- PAGE:
========================
Journée Mondiale du théâtre
Publié dans La Presse de Tunisie le 26 - 03 - 2017

Le message de la Journée mondiale du théâtre 2017 est signé par la grande comédienne de théâtre et star de cinéma Isabelle Huppert, elle vient s'ajouter à une longue et prestigieuse liste d'auteurs, dramaturges et comédiens du monde du 4e art dont : Jean Cocteau, Arthur Miller, Jean Louis Barrault, Peter Brook, Saadallah Wannous, Maurice Béjart, Pablo Neruda, Dario Fo, Eugène Ionesco, Richard Burton, Luchino Visconti, Ariane Mnouchkine et tant d'autres...
« Voici donc 55 ans que, chaque année au printemps, une Journée mondiale du théâtre a lieu. Une journée, c'est-à-dire 24 heures qui commencent du côté du théâtre NO et du Bunraku, qui passent par l'Opéra de Pékin et le Kathakali, s'attardent entre la Grèce et la Scandinavie, d'Eschyle à Ibsen, de Sophocle à Strinberg, entre l'Angleterre et l'Italie, de Sarah Kane à Pirandello, et aussi la France entre autres, où nous sommes et où Paris est tout de même la ville du monde qui reçoit le plus de troupes étrangères.
Ensuite, nos 24 heures nous mènent de France en Russie, de Racine et Molière à Tchékhov, puis traversent l'Atlantique pour finir dans un campus californien où des jeunes gens réinventent peut-être le théâtre. Car le théâtre renaît toujours de ses cendres. Il n'est que convention qu'il faut inlassablement abolir. C'est ainsi qu'il reste vivant.
========================
Poursuivez l'article ci-dessus sur la Journée mondiale du théâtre 2017 à partir de sa dernière phrase.

- DONNÉES:
========================
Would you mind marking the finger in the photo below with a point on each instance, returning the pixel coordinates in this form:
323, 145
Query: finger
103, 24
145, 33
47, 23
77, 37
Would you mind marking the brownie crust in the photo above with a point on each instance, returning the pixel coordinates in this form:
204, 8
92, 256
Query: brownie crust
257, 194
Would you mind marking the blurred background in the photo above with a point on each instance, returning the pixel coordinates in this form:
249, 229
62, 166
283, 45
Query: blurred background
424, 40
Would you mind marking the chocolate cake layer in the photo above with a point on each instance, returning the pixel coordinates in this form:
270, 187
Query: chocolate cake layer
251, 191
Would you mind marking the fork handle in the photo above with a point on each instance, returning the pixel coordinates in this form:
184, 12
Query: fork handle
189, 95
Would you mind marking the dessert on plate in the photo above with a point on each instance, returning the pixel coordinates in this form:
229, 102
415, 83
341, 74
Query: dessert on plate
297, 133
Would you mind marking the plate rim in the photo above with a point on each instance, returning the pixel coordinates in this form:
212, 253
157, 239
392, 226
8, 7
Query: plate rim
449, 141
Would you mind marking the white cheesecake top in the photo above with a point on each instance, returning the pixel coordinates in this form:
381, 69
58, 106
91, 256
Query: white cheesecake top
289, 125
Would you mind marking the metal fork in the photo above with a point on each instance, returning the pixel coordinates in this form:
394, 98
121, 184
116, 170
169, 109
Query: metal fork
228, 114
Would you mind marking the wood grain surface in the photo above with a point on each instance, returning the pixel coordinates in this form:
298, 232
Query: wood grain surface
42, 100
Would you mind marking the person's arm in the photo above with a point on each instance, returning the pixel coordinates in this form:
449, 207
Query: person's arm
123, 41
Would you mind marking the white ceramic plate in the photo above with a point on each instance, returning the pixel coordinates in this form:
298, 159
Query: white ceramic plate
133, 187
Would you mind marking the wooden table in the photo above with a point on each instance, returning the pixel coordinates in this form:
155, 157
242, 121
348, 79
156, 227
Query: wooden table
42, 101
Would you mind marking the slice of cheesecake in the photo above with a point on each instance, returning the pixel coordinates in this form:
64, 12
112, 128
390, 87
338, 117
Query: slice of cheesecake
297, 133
========================
- RÉPONSE:
Le théâtre a une vie foisonnante qui défie l'espace et le temps, les pièces les plus contemporaines sont nourries par les siècles passés, les répertoires les plus classiques deviennent modernes chaque fois qu'on les monte à nouveau. Une Journée mondiale du théâtre, ce n'est évidemment pas une journée au sens banal de nos vies quotidiennes. Elle fait revivre un immense espace-temps et pour évoquer l'espace-temps, je voudrais faire appel à un dramaturge français, aussi génial que discret, Jean Tardieu. Je le cite : « Pour l'espace, il demande quel est le plus long chemin d'un point à un autre...
Pour le temps, il suggère de mesurer en dixième de seconde le temps qu'il faut pour prononcer le mot «éternité». Pour l'espace-temps, il dit aussi : «Fixez dans votre esprit avant de vous endormir deux points quelconques de l'espace et calculez le temps qu'il faut, en rêve, pour aller de l'un à l'autre.» C'est le mot «en rêve» que je retiens. On dirait que Jean Tardieu et Bob Wilson se sont rencontrés.
On peut aussi résumer notre jour mondial du théâtre en se souvenant de Samuel Beckett qui fait dire à Winnie dans son style expéditif : «Oh le beau jour que ça aura été.» En songeant à ce message qu'on m'a fait l'honneur de me demander, je me suis souvenue de tous ces rêves, de toutes ces scènes. Ainsi, je n'arrive pas toute seule dans cette salle de l'Unesco, tous les personnages que j'ai interprétés sur scène m'accompagnent, des rôles qu'on a l'air de quitter quand c'est fini, mais qui mènent en vous une vie souterraine, prêts à aider ou à détruire les rôles qui leur succéderont : Phèdre, Araminte, Orlando, Hedda Gabbler, Médée, Merteuil, Blanche Dubois...
M'accompagnent aussi tous les personnages que j'ai aimés et applaudis en spectatrice. Et là, j'appartiens au monde entier. Je suis grecque, africaine, syrienne, vénitienne, russe, brésilienne, perse, romaine, japonaise, marseillaise, new yorkaise, philippine, argentine, norvégienne, coréenne, allemande, autrichienne, anglaise, vraiment le monde entier. La vraie mondialisation, elle est là.
En 1964, à l'occasion de cette Journée du théâtre, Laurence Olivier annonçait qu'après plus d'un siècle de combat, on venait enfin de créer en Angleterre un théâtre national, dont il avait aussitôt voulu que ce fût un théâtre international, au moins par son répertoire. Il savait bien que Shakespeare appartenait à tout le monde dans le monde. J'ai aimé apprendre que le premier message de ces Journées mondiales du théâtre en 1962 a été confié à Jean Cocteau.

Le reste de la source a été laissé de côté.